## begin

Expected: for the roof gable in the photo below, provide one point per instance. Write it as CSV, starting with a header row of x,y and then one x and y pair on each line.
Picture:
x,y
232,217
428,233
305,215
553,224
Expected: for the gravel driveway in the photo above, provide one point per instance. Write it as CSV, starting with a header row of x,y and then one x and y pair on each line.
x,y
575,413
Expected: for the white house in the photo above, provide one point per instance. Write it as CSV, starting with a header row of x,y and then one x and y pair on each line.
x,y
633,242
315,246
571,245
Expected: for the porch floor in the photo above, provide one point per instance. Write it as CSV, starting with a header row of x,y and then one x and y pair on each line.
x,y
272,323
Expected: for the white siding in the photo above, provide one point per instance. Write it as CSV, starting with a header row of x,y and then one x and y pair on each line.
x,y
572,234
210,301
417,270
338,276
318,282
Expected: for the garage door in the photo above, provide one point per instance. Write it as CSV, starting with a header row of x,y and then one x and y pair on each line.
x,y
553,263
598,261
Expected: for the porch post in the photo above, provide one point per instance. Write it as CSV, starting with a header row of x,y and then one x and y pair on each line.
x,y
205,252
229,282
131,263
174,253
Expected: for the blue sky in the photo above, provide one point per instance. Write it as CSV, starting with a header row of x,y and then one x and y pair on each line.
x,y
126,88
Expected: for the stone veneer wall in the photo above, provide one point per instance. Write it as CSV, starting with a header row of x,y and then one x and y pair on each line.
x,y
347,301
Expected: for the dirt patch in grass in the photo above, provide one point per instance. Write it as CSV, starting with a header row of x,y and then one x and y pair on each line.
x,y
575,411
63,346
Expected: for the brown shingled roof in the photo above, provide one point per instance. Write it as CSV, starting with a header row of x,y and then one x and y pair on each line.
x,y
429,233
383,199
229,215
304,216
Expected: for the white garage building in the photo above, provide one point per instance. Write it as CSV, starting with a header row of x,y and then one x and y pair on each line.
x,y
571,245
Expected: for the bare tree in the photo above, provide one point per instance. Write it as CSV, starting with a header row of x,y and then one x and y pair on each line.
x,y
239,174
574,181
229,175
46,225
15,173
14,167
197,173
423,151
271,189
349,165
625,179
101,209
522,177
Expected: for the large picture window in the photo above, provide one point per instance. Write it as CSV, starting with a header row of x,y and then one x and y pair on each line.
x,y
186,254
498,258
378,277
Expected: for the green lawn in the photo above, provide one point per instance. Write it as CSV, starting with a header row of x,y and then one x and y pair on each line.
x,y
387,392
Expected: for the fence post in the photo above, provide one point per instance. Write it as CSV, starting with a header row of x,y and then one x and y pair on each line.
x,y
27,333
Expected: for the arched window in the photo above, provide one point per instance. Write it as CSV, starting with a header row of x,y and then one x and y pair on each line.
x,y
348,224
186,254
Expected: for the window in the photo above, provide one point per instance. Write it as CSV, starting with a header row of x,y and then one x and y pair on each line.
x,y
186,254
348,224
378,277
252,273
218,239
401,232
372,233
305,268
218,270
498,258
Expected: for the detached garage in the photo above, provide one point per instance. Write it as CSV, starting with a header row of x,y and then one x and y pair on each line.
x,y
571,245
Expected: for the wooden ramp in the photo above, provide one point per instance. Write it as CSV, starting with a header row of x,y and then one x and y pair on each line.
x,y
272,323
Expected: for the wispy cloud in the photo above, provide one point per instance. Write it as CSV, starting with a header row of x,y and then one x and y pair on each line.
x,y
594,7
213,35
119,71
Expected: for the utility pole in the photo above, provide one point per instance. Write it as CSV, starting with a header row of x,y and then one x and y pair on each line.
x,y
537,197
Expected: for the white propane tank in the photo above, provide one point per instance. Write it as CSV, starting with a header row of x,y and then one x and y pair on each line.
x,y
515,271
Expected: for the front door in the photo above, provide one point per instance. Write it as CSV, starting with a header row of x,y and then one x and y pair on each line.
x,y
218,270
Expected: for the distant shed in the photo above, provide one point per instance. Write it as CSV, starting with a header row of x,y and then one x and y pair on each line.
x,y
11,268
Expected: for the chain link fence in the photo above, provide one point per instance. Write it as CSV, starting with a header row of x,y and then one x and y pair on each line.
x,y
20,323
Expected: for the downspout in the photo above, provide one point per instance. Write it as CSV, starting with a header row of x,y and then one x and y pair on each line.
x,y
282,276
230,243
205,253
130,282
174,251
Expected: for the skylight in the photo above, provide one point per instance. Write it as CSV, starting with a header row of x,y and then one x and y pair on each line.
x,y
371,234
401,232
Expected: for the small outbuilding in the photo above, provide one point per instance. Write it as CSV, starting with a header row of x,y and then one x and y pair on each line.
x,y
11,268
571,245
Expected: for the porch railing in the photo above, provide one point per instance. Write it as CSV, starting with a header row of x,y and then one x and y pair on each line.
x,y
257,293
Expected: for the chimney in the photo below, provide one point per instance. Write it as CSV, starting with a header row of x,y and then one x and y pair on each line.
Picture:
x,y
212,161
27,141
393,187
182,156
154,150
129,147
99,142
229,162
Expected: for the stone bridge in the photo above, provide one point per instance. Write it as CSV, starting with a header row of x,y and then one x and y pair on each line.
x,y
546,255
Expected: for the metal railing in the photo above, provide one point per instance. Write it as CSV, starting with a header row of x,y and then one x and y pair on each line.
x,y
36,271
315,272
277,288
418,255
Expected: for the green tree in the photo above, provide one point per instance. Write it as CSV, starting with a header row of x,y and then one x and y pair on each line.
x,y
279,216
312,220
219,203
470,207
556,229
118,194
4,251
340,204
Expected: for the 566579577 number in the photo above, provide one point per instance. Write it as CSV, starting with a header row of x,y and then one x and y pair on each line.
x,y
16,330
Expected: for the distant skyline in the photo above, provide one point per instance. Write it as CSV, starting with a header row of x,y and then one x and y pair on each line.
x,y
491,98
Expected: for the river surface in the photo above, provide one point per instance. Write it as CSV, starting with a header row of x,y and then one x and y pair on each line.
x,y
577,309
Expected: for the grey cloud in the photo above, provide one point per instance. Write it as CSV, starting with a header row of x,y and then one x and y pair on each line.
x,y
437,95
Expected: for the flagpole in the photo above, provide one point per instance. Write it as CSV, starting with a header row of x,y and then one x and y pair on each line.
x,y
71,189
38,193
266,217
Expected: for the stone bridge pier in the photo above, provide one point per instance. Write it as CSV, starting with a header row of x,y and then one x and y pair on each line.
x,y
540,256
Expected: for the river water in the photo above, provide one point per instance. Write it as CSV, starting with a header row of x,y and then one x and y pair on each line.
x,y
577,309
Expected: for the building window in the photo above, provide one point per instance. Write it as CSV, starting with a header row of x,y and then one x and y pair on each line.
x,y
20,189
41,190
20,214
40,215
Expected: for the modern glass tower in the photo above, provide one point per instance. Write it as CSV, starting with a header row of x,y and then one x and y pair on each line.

## end

Your task is to retype all the records above with nothing left out.

Expected: for the roof gable in the photo below, provide one point per instance. Write it as CSV, starting with a header row of x,y and then one x and y pair on each line.
Picture:
x,y
232,217
428,233
305,215
553,224
Expected: for the gravel driveway in the photo above, provide one point per instance. Write it as CSV, starting with a header row of x,y and then one x and y pair on each line.
x,y
575,413
Expected: for the white house in the photo above, provide one point per instance. Write it as CSV, starting with a header row of x,y and then one x and y pair on each line.
x,y
633,242
315,246
571,245
Expected: for the porch floor in the photo above, provide one point per instance. Write it as CSV, starting with a header row of x,y and then one x and y pair on each line.
x,y
272,323
Expected: for the white siding in the photo above, provide one point per instance. Write it as CSV, starting with a header row of x,y and then one x and y pair on each line.
x,y
572,234
210,301
417,270
338,276
318,282
Expected: for the garage door in the photo above, provide one point per instance. Write it as CSV, starting with a header row of x,y and then one x and y pair on each line.
x,y
553,263
598,261
Expected: for the porch post in the photo above, provide one point per instance. Write it as CSV, starting with a header row of x,y and then one x and y pair on each line.
x,y
205,252
229,282
131,263
174,253
Expected: for the blue sky in the photo above, provide one point per instance. Write it as CSV, starting with a header row of x,y and then one x and y pair on each line.
x,y
126,88
Expected: for the stone veneer wall in the photo above, provide one point per instance. Write it as CSV, starting with a header row of x,y and then one x and y pair on each line.
x,y
347,301
Expected: for the dirt patch in grass in the photo above, provide one point per instance. Write it as CSV, starting with a header row of x,y and then one x and y pair on each line.
x,y
575,411
63,346
Expected: for the brown shingled roof in the photo above, provide one point per instance. Write it as CSV, starting with a header row of x,y and then one x and y pair on each line.
x,y
429,233
383,199
229,215
304,216
Expected: for the white garage building in the photo above, provide one point per instance. Write it as CSV, starting with a header row of x,y and then one x and y pair on each line.
x,y
571,245
Expected: for the bare tree in the photo above, provide one point per instance. Write it as CSV, starting with a header row of x,y and then one x and y pair on each line.
x,y
239,174
574,181
229,175
46,225
15,173
14,167
197,173
423,151
271,189
349,165
625,179
101,209
522,177
Expected: for the large picture window in the photo above, provide one point per instance. Write it as CSV, starting with a header row of x,y and then one x and y pair on each line.
x,y
186,254
498,258
378,277
Expected: for the green lawn in the photo above, provide one point per instance. Write it as CSV, starting with a header row of x,y and then one x and y pair on each line.
x,y
387,392
Expected: for the fence post in the photo above, provide one point per instance. Write it as CSV, starting with a header row of x,y and then one x and y pair on each line.
x,y
27,333
Expected: for the arched window in the photo above, provide one point per instance. Write it as CSV, starting with a header row of x,y and then one x and y pair on each line.
x,y
348,224
186,254
Expected: for the window in the photo above, provide one point per instance. Write it as CSV, starting with a header row of x,y and then one x and y pair on each line.
x,y
186,254
348,224
378,277
252,273
218,239
401,232
372,233
305,268
218,270
498,258
Expected: for the detached garage in the photo above, provide one point per instance. Write it as CSV, starting with a header row of x,y and then one x and y pair on each line.
x,y
571,245
Expected: for the wooden ramp in the photo above, provide one point per instance. Write it as CSV, starting with a header row of x,y and then one x and y pair on each line.
x,y
272,323
Expected: for the wispy cloud in the photo above, provide one point per instance. Write it as CSV, starting with a header row of x,y and then one x and y pair on each line.
x,y
594,7
213,35
119,71
Expected: for the utility pole in the photo above, provide one point per instance. Write it as CSV, starting with a header row of x,y and then one x and y pair on each line.
x,y
537,197
Expected: for the white propane tank in the photo above, provide one point per instance. Write it as CSV, starting with a header row of x,y and then one x and y pair on each line.
x,y
515,271
Expected: for the front door in the photo above, provide one point per instance. Write it as CSV, starting with a header row of x,y and then one x and y pair on each line.
x,y
218,270
Expected: for the distant shed in the photo above, provide one point per instance. Write it as CSV, starting with a header row of x,y and then one x and y pair on each line.
x,y
11,268
Expected: for the chain link fence in the photo above, provide one point per instance. Write it as CSV, starting with a header row of x,y and then one x and y pair on each line.
x,y
20,323
Expected: for the downspout in the photo above, provide one point per instance. Write it as CSV, starting with a header row of x,y and then one x and y pair on each line.
x,y
282,276
230,243
205,253
130,282
174,251
Expected: for the skylight in the photo above, provide one point per instance. Write it as CSV, starting with a header row of x,y and then one x and y pair on each line.
x,y
371,234
401,232
Expected: for the small outbuilding in the photo above, provide one point per instance. Write it as CSV, starting with a header row of x,y and then one x and y pair on each line.
x,y
11,268
571,245
Expected: for the porch railing in the photo above, provide one point per instance. Write it as CSV, starting with a header row of x,y and then one x and y pair on each line.
x,y
257,293
Expected: for the chimney in the photo below, provide one point per instance. Write it as CSV, starting with a header row of x,y and then one x and y pair on each line.
Picture:
x,y
212,161
27,141
393,187
182,156
154,150
129,147
99,142
229,162
Expected: for the stone bridge in the photo above, provide one point per instance. Write it as CSV, starting with a header row of x,y and then one x and y pair on each line.
x,y
546,255
Expected: for the metal railing in the photo above, provide one point per instance. Write it as CSV, starting with a header row of x,y and then one x and y pair on each line.
x,y
36,271
315,272
277,288
418,255
Expected: for the green tree in the photo above, provide one point per instance. Write it as CSV, starting with a header row of x,y and then one x and y pair on each line.
x,y
279,216
312,220
219,203
470,207
556,229
118,194
4,251
340,204
Expected: for the 566579577 number in the photo above, provide one point per instance. Write it as CSV, starting with a header row of x,y and then one x and y pair on each line.
x,y
16,330
Expected: for the distant skyline in the photo above, provide one point per instance. Write it as CSV, starting with a header row of x,y and then one x and y pair on each line.
x,y
491,98
Expected: for the river surface in the photo above, provide one point per instance. Write it as CSV, starting with a header row of x,y and then one x and y pair on each line.
x,y
577,309
Expected: for the grey cloud in the photo above, provide one point per instance. Write it as CSV, starting with a header row of x,y and then one x and y pair on each line.
x,y
437,95
Expected: for the flagpole in the photo above, provide one point per instance. Write it as CSV, starting with a header row of x,y and then one x and y pair on each line.
x,y
71,189
38,193
266,217
Expected: for the stone bridge pier in the photo above, provide one point per instance. Write it as CSV, starting with a header row of x,y and then one x and y pair on each line.
x,y
540,256
Expected: for the river water in the photo above, provide one point per instance. Write it as CSV, starting with a header row of x,y and then one x and y pair on each line.
x,y
577,309
Expected: for the building window in the photo above, provide one point per instance. Write it as CSV, starting with a header row of x,y and then one x and y pair on each line.
x,y
20,189
41,190
20,214
40,215
Expected: for the modern glass tower in the photo above, provide one point per instance. Write it as CSV, starting with a header row of x,y and then one x and y pair on each line.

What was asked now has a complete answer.